▶ _Task item_: Give back, word for word, only the lines from the opening of the records through the one with "positive clicks: (670, 1002)". Pictures stay out.

Recorded data
= = = = =

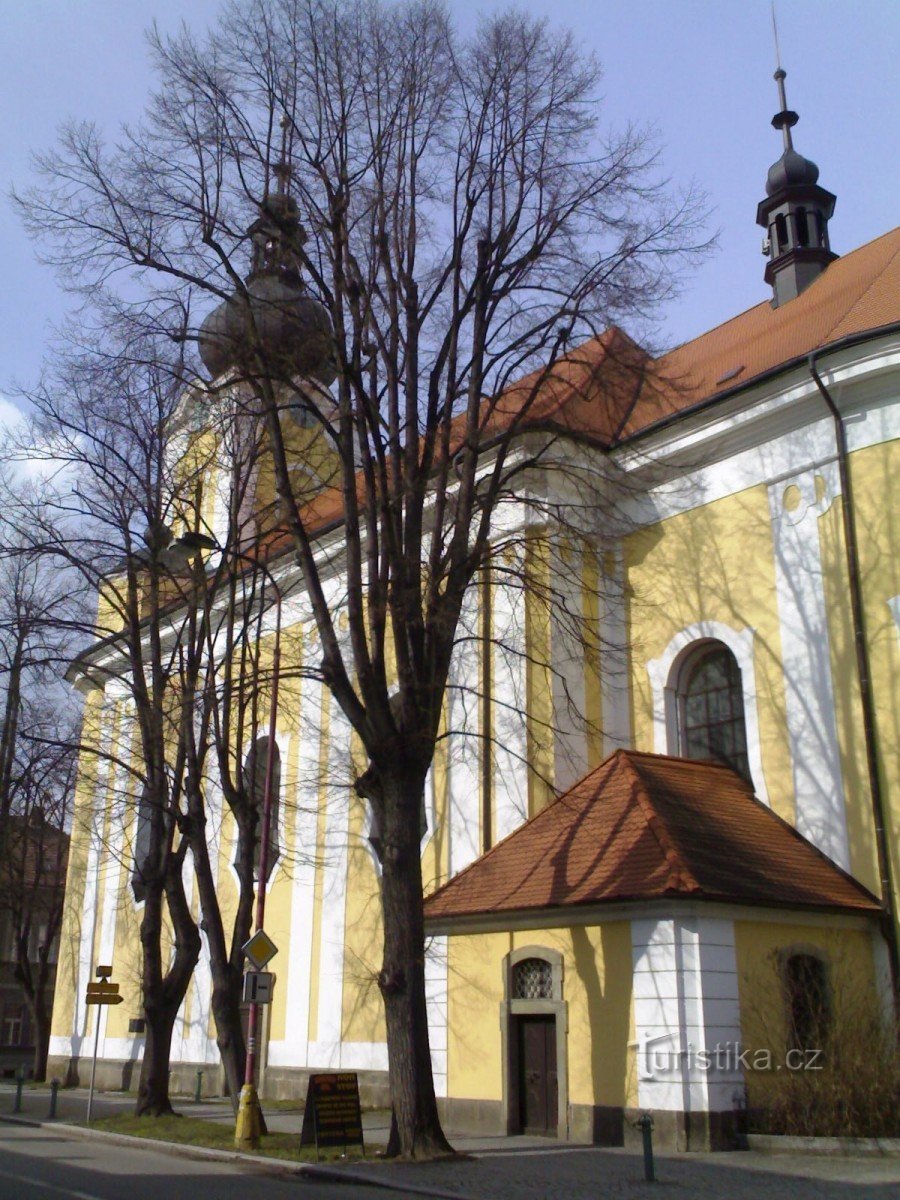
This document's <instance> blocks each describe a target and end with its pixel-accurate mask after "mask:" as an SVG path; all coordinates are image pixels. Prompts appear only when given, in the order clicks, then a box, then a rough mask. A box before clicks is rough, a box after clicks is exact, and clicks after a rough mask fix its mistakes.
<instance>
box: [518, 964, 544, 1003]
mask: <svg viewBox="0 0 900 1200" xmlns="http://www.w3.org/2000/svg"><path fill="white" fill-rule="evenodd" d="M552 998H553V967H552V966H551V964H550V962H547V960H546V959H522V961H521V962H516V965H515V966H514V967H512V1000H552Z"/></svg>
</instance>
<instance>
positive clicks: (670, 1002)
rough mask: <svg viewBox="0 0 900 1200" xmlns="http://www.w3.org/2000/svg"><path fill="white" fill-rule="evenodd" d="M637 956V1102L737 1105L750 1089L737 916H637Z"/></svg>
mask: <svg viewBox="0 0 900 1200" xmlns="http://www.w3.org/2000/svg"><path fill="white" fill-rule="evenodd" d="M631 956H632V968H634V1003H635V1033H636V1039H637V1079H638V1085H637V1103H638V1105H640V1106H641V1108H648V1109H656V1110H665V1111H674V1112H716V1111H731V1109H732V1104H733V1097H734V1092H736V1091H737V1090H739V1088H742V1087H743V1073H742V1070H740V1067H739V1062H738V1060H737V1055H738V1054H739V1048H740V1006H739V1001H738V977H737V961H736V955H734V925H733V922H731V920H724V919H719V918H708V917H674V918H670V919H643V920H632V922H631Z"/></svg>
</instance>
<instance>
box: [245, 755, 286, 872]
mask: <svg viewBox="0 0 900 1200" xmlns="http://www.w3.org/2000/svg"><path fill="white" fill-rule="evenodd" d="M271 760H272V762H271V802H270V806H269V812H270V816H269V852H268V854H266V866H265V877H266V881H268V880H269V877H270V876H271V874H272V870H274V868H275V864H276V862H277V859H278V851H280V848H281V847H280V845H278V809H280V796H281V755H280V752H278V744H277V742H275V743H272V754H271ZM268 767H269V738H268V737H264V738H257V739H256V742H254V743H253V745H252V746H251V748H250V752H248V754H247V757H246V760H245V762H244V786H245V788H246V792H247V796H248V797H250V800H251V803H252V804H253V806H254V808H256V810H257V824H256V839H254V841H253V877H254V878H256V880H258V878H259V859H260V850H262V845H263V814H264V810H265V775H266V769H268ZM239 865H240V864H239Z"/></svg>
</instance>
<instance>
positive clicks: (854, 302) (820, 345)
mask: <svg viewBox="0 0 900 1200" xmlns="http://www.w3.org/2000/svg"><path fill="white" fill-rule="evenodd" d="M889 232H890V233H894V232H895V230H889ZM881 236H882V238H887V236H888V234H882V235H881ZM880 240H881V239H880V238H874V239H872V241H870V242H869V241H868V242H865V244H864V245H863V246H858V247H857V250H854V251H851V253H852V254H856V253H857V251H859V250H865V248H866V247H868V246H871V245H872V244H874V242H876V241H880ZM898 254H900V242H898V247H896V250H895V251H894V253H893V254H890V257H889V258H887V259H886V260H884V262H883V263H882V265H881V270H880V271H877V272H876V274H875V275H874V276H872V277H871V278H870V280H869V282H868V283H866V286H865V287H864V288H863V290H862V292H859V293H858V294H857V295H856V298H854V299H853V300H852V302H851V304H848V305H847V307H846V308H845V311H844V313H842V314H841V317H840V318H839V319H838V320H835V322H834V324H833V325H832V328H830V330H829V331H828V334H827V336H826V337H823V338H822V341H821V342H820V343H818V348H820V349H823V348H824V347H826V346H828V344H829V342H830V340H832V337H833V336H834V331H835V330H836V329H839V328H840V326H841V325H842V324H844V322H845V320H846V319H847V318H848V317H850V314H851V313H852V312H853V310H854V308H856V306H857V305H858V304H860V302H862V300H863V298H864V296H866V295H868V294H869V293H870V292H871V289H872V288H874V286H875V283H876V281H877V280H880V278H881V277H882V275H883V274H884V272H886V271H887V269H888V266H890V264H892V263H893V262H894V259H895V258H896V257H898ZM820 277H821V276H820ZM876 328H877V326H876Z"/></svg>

= = = = =

▶ _Answer space_:
This document's <instance> blocks each describe a target and end with its pixel-accurate mask after "mask:" as an SVG path; all coordinates are image pixels. Prompts appear only when given, in the order clicks, then a box, then a rough mask. A box before clicks is rough, a box after clicks is exact, and clicks after a rough mask fix its mistakes.
<instance>
box: [518, 964, 544, 1003]
mask: <svg viewBox="0 0 900 1200" xmlns="http://www.w3.org/2000/svg"><path fill="white" fill-rule="evenodd" d="M552 998H553V967H552V966H551V964H550V962H547V960H546V959H522V961H521V962H516V965H515V966H514V967H512V1000H552Z"/></svg>
</instance>
<instance>
positive clicks: (670, 1002)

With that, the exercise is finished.